## [MATERIAL SHOWN]

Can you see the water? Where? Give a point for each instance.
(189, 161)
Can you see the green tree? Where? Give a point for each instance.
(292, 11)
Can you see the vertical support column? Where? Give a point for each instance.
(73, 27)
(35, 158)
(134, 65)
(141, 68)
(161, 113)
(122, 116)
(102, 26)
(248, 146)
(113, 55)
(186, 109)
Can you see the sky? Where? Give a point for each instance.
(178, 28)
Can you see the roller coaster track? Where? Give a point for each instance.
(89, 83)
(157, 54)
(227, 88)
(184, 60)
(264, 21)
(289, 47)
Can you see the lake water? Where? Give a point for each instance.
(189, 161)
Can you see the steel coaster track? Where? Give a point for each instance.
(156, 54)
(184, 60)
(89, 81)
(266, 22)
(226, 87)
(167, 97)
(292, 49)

## [EXERCISE OBJECTIVE]
Reproduce all of the entries above, word for word.

## [WRITTEN SOLUTION]
Can you see the water? Where? Give a point for each instance.
(189, 161)
Can you see the green tree? Where? Give a point for each instance.
(292, 11)
Can you see the vertical support column? Where? Give a point for each instance.
(73, 27)
(35, 158)
(134, 65)
(141, 68)
(161, 113)
(122, 116)
(102, 26)
(248, 146)
(113, 55)
(186, 109)
Can you see the sky? Where? Give a point for each instance.
(178, 28)
Can you see the roller coaster track? Where? Give a point for each instance.
(89, 83)
(157, 54)
(227, 88)
(184, 60)
(264, 21)
(289, 47)
Can you see the lake water? Where? Give a point for each instance.
(189, 161)
Can you see the steel coaster track? Where? Give a point for each instance.
(156, 54)
(184, 60)
(89, 81)
(266, 22)
(226, 87)
(167, 97)
(292, 49)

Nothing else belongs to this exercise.